Goal. Convert every line of the listing below into a numbered list, leaving out blank lines.

Data for this exercise.
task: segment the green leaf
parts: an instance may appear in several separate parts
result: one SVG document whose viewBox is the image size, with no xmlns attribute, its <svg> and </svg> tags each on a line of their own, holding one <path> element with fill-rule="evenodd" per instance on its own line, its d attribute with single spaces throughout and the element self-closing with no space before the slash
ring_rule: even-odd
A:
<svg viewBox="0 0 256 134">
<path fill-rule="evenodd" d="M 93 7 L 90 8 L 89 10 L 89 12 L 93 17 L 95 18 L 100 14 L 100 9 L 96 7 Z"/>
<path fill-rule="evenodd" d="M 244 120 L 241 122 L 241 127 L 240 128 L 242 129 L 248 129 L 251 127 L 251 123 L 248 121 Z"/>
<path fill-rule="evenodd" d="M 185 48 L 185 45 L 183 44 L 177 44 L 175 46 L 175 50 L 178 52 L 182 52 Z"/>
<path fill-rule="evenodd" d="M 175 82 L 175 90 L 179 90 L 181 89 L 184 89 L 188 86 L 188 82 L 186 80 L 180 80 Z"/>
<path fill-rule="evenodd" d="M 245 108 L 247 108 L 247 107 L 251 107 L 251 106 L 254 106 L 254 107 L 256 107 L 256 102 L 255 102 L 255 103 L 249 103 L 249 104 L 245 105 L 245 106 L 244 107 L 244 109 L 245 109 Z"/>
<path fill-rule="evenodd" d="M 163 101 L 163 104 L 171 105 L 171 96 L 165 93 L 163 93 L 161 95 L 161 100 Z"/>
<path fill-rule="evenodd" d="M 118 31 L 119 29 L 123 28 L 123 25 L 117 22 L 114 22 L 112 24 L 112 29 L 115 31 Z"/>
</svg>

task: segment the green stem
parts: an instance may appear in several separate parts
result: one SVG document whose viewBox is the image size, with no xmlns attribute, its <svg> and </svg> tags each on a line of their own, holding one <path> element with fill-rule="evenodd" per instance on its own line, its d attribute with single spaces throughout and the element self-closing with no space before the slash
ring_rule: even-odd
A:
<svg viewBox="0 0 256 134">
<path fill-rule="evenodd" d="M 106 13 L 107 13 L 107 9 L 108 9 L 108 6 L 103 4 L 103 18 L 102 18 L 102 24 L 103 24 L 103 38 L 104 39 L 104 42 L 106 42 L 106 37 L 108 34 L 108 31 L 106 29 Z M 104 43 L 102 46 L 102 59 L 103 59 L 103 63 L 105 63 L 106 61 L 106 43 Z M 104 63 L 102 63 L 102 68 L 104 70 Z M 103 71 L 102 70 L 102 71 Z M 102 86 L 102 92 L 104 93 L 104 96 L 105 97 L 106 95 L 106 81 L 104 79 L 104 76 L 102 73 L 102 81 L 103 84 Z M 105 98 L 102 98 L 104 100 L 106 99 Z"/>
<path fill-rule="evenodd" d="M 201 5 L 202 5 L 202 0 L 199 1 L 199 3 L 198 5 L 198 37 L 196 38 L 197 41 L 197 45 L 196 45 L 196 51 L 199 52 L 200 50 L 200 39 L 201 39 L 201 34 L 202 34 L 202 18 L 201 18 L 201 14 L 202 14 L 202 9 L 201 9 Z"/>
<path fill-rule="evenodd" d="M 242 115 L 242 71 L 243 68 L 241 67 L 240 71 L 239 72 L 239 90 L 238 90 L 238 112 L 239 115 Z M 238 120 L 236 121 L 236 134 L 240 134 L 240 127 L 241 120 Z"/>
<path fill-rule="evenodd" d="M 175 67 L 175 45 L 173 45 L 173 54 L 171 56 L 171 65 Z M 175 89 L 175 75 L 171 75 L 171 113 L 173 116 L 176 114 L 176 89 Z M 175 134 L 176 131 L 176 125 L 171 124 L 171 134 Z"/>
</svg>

The solution.
1. task: segment the green leaf
2. parts: an instance may appear in several separate parts
3. result: one SVG document whose viewBox is the image size, with no xmlns attribute, its <svg> and </svg> tags each on a line of their own, holding one <path> element with fill-rule="evenodd" per instance on its own line, its d attribute with single spaces throughout and the element self-closing with no space before the slash
4. ring_rule: even-odd
5. A:
6. <svg viewBox="0 0 256 134">
7. <path fill-rule="evenodd" d="M 93 7 L 90 8 L 89 10 L 89 12 L 93 17 L 95 18 L 100 14 L 100 9 L 96 7 Z"/>
8. <path fill-rule="evenodd" d="M 244 120 L 241 122 L 241 127 L 240 128 L 242 129 L 248 129 L 251 127 L 251 123 L 248 121 Z"/>
9. <path fill-rule="evenodd" d="M 185 48 L 185 45 L 183 44 L 177 44 L 175 46 L 175 50 L 178 52 L 182 52 Z"/>
10. <path fill-rule="evenodd" d="M 175 82 L 175 90 L 179 90 L 181 89 L 184 89 L 188 86 L 188 82 L 186 80 L 180 80 Z"/>
11. <path fill-rule="evenodd" d="M 245 108 L 247 108 L 247 107 L 251 107 L 251 106 L 254 106 L 254 107 L 256 107 L 256 102 L 255 102 L 255 103 L 249 103 L 249 104 L 245 105 L 245 106 L 244 107 L 244 109 L 245 109 Z"/>
12. <path fill-rule="evenodd" d="M 163 101 L 163 104 L 171 105 L 171 96 L 165 93 L 163 93 L 161 95 L 161 100 Z"/>
13. <path fill-rule="evenodd" d="M 118 31 L 119 29 L 123 28 L 123 25 L 117 22 L 114 22 L 112 24 L 112 29 L 115 31 Z"/>
14. </svg>
15. task: segment the green stem
16. parts: an instance may appear in several separate parts
17. result: one SVG document whose viewBox is the image size, with no xmlns attribute, its <svg> and </svg> tags each on a line of their own, holding one <path> element with fill-rule="evenodd" per instance on its own line, its d attribute with single spaces throughout and the element self-closing with no space before the slash
18. ring_rule: even-odd
19. A:
20. <svg viewBox="0 0 256 134">
21. <path fill-rule="evenodd" d="M 106 13 L 107 13 L 107 9 L 108 9 L 108 6 L 103 4 L 103 18 L 102 18 L 102 24 L 103 24 L 103 38 L 104 39 L 104 42 L 106 42 L 106 37 L 108 34 L 108 31 L 106 29 Z M 104 43 L 102 46 L 102 59 L 103 59 L 103 63 L 105 63 L 106 61 L 106 43 Z M 104 63 L 102 63 L 102 68 L 104 70 Z M 103 71 L 102 70 L 102 71 Z M 102 86 L 102 92 L 104 93 L 104 96 L 105 97 L 106 95 L 106 81 L 104 79 L 104 76 L 102 73 L 102 81 L 103 84 Z M 105 98 L 102 98 L 104 100 L 106 99 Z"/>
22. <path fill-rule="evenodd" d="M 201 5 L 202 5 L 202 0 L 199 1 L 199 3 L 198 5 L 198 37 L 196 38 L 197 41 L 197 45 L 196 45 L 196 51 L 199 52 L 200 50 L 200 39 L 201 39 L 201 34 L 202 34 L 202 18 L 201 18 L 201 14 L 202 14 L 202 9 L 201 9 Z"/>
23. <path fill-rule="evenodd" d="M 242 115 L 242 71 L 243 68 L 241 67 L 240 71 L 239 72 L 239 90 L 238 90 L 238 112 L 239 115 Z M 238 120 L 236 121 L 236 134 L 240 134 L 240 127 L 241 120 Z"/>
24. <path fill-rule="evenodd" d="M 175 67 L 175 45 L 173 45 L 173 54 L 171 56 L 171 65 Z M 175 89 L 175 75 L 171 75 L 171 113 L 173 116 L 176 114 L 176 89 Z M 175 134 L 176 131 L 176 125 L 171 124 L 171 134 Z"/>
25. </svg>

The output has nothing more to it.